* [TEKST ŹRÓDŁOWY]:
**********

Żylna choroba zakrzepowo-zatorowa czyli zakrzepica żył głębokich i jej najgroźniejsze powikłanie, którym jest zator tętnicy płucnej jest niezwykle ważnym problemem współczesnej medycyny. Choroba może występować bezobjawowo lub dawać skąpe dolegliwości w postaci niewielkiego obrzęku łydki, bólu, zaczerwienienia czy zwiększonego ocieplenia jednego z podudzi lub tkliwości uciskowej. Dlatego też nigdy nie wolno lekceważyć sugerujących ją objawów, a gdy takowe wystąpią powinniśmy natychmiast skontaktować się z lekarzem. Niestety ponad 65% przypadków zakrzepicy nie powoduje istotnego utrudnienia przepływu krwi w naczyniach i może przebiegać nie dając żadnych dolegliwości.
W Polsce co roku ok 50 tysięcy osób zapada na zakrzepicę żył głębokich, a ok 20 tysięcy Polaków doznaje zatoru tętnicy płucnej. Niestety przy nieleczonej bądź niezdiagnozowanej w porę zatorowości płucnej 30% przypadków kończy się śmiercią, ale dzięki stosowaniu leków przeciwkrzepliwych można zmniejszyć śmiertelność do 2–8%.

**********

* [DOSTARCZONY MATERIAŁ]:
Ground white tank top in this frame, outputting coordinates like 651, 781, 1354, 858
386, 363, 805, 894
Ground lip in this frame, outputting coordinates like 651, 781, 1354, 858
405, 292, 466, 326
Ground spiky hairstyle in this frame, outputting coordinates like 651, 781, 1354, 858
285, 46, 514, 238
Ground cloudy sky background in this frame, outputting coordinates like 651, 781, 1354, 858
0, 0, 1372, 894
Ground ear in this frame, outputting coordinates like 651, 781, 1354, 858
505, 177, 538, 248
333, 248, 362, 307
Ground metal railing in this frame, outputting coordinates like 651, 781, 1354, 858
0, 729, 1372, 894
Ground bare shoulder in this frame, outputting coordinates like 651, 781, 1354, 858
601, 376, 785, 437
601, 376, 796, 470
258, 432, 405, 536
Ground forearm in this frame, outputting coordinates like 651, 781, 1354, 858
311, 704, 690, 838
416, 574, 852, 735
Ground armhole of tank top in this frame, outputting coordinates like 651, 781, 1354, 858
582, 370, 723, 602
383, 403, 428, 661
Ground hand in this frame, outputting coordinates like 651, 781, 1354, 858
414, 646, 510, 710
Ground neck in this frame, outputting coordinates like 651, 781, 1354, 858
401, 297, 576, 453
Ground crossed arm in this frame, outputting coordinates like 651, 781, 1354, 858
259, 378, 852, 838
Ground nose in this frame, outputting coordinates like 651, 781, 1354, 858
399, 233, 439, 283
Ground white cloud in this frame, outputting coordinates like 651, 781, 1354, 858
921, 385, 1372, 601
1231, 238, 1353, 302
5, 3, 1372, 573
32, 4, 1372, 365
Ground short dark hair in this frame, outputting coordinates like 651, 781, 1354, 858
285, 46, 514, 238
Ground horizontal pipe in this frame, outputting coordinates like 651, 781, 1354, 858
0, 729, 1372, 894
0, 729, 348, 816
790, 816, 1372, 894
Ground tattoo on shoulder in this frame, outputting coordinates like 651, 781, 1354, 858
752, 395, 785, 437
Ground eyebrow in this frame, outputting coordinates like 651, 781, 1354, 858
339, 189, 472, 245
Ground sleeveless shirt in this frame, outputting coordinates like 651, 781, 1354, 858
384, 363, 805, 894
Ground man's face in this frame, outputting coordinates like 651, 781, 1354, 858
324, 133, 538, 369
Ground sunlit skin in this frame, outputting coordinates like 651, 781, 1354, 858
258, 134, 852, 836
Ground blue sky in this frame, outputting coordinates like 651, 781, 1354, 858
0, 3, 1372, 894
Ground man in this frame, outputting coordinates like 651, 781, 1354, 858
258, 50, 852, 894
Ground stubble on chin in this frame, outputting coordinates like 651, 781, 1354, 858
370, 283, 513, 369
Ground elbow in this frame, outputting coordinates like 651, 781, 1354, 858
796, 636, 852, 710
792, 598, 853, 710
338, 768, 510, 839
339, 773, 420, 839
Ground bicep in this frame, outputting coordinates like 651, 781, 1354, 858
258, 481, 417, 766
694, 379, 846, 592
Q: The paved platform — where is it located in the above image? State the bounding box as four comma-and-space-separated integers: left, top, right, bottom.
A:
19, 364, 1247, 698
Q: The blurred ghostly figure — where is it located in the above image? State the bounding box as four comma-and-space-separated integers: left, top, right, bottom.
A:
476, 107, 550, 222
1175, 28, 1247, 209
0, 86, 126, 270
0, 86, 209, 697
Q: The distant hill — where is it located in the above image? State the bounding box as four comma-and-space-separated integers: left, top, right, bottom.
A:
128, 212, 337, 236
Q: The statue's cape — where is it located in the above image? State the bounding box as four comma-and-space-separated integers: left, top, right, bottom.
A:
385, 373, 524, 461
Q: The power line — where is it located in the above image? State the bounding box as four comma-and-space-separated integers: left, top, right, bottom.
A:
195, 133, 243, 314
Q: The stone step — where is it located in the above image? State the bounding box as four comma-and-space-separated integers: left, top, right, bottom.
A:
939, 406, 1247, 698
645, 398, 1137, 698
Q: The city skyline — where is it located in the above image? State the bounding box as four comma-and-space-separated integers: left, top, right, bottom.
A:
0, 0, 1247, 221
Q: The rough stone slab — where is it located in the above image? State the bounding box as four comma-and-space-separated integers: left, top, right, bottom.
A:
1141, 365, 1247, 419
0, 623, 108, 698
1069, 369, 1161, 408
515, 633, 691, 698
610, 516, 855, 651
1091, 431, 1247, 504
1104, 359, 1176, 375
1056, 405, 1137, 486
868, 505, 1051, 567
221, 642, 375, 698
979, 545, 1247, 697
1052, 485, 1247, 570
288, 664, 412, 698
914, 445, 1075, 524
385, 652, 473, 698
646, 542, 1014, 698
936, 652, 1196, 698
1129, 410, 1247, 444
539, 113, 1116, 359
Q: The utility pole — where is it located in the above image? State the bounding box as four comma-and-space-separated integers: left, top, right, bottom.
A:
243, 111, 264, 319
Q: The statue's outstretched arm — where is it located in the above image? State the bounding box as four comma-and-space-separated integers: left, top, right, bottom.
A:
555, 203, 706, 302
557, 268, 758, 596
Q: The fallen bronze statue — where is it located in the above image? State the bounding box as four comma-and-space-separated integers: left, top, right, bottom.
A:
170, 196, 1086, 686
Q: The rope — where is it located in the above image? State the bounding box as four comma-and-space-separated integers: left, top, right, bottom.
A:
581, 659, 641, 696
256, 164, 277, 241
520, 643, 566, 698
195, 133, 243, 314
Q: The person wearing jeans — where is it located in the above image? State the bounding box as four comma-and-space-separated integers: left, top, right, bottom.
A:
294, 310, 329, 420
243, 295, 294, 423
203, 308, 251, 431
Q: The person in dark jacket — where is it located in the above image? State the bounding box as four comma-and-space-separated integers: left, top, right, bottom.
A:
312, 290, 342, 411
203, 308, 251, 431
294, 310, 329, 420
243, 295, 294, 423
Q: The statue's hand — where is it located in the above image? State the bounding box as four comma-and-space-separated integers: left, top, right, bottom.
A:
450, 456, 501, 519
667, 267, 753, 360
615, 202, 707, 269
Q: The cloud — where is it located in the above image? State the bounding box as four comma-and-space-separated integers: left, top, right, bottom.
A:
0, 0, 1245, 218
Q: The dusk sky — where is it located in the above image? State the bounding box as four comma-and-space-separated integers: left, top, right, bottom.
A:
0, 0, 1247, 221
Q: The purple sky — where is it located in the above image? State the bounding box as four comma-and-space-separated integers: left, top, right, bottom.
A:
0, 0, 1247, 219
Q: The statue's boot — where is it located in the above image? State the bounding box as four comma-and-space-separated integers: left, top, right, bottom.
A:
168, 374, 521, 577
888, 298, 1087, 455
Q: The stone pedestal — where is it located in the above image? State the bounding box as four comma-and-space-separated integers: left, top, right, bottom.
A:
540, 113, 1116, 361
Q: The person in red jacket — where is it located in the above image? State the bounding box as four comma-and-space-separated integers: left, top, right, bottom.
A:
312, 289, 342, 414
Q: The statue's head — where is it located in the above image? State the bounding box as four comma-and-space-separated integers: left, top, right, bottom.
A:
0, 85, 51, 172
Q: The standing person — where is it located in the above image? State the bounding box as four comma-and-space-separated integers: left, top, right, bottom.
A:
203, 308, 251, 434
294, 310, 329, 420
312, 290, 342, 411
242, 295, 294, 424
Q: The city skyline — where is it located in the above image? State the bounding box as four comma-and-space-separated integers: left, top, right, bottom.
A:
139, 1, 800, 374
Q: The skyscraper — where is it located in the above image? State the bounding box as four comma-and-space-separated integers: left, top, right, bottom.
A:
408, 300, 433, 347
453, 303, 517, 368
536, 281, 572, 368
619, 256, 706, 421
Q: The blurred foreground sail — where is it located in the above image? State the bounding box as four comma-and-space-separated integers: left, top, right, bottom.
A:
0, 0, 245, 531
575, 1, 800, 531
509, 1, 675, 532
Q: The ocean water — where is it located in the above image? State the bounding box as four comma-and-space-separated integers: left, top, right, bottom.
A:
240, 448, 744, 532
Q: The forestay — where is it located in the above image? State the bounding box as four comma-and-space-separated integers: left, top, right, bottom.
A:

**********

* [WYKONAJ POLECENIA]:
**a)** Proszę przedstawić w formie krótkiej listy punktowanej akapit tekstu o zakrzepicy zaczynający się od słów „W Polsce co roku”, zachowując wszystkie podane w nim liczby.
**b)** Jaki odsetek przypadków zakrzepicy nie powoduje według tekstu o zakrzepicy istotnego utrudnienia przepływu krwi w naczyniach?

* [WYNIKI]:
**a)**
- W Polsce rocznie ok. 50 tys. osób zapada na zakrzepicę żył głębokich, a ok. 20 tys. doznaje zatoru tętnicy płucnej.
- Nieleczona lub niezdiagnozowana w porę zatorowość płucna kończy się śmiercią w 30% przypadków.
- Leki przeciwkrzepliwe pozwalają zmniejszyć śmiertelność do 2–8%.

**b)** Ponad 65% przypadków.